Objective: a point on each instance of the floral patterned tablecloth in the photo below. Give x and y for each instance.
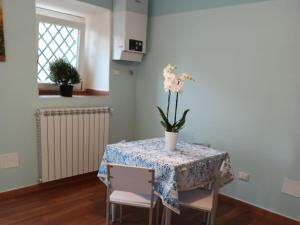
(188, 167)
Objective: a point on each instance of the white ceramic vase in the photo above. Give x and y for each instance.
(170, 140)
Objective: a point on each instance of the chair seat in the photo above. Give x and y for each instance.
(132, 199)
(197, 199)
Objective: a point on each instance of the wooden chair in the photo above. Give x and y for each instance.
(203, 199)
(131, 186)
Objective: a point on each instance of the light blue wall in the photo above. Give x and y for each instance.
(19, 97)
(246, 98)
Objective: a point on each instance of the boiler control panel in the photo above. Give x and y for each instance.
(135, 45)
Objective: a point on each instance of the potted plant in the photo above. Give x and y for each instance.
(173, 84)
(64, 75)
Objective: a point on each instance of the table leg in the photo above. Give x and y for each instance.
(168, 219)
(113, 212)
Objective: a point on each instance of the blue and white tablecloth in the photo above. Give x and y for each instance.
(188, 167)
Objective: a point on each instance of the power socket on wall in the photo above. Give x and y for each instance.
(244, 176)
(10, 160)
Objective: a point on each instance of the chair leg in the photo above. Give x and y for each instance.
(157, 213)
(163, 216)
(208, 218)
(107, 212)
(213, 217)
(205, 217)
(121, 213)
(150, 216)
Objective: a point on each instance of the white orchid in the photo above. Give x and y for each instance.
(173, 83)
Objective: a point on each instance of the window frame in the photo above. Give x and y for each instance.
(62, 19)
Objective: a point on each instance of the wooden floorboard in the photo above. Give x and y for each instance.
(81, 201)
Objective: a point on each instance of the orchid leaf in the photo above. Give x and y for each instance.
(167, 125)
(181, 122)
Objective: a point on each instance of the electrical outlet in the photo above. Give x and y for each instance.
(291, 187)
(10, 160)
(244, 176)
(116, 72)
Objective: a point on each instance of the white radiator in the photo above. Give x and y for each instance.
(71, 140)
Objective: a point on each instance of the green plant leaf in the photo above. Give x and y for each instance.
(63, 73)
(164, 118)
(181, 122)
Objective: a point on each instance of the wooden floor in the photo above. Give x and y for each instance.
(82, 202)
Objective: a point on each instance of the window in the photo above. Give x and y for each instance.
---
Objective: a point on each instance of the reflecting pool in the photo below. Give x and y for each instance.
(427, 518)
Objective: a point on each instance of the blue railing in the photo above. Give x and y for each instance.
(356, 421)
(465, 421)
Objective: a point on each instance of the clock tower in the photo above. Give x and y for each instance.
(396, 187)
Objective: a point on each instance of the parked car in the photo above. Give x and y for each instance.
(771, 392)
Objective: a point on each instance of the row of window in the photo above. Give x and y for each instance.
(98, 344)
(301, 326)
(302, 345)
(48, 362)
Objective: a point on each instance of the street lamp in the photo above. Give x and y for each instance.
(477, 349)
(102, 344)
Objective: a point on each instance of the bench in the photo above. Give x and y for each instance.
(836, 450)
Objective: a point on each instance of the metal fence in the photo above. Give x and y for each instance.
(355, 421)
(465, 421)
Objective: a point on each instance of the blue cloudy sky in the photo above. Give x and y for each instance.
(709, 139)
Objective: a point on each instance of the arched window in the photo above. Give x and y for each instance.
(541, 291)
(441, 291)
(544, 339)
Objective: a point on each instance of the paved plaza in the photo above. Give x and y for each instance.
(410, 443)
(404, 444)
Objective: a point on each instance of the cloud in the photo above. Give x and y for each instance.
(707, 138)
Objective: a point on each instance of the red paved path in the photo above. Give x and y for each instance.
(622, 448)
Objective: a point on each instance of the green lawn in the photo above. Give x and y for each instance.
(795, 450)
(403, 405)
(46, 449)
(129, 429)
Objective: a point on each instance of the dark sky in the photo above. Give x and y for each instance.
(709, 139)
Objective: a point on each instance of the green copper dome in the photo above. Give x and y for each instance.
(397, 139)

- [Written exercise] Copy everything from the line containing "Objective: a point on each instance of the chair leg" down to the line containing "Objective: a point on each instance of the window in", and swap each "instance" for "occurrence" while leaving everything else unchanged.

- [Written reply]
Objective: a point on each occurrence of the chair leg in the photo above. Give x and y for each occurrence.
(157, 213)
(163, 216)
(208, 218)
(107, 212)
(213, 217)
(205, 217)
(121, 213)
(150, 216)
Objective: a point on each occurrence of the white orchid in the photo above. Give x and y for each occurrence.
(173, 83)
Objective: a point on each occurrence of the window frame in the photo above. Give x and y for each occurrence.
(62, 19)
Objective: a point on each occurrence of the wooden floorboard in the photo above. Give x and y for each occurrence.
(81, 201)
Objective: a point on each occurrence of the orchid leaf in the photo above. Give x and y for each occurrence.
(167, 125)
(181, 122)
Objective: a point on each occurrence of the electrical outlet in the photo above. Give x and y for each occurrence.
(291, 187)
(10, 160)
(244, 176)
(116, 72)
Objective: a point on each occurrence of the white radiator in the photo above. Give x and y for each occurrence.
(71, 140)
Objective: a point on each occurrence of the green plant leaf in the photo above. Give x and y for each occurrence.
(63, 73)
(164, 118)
(181, 122)
Objective: a point on each occurrence of the wooden floor in the photo above. Give x and y for each occurrence.
(82, 202)
Objective: a point on each occurrence of the window in the photo above. Give x and y for each occurrence.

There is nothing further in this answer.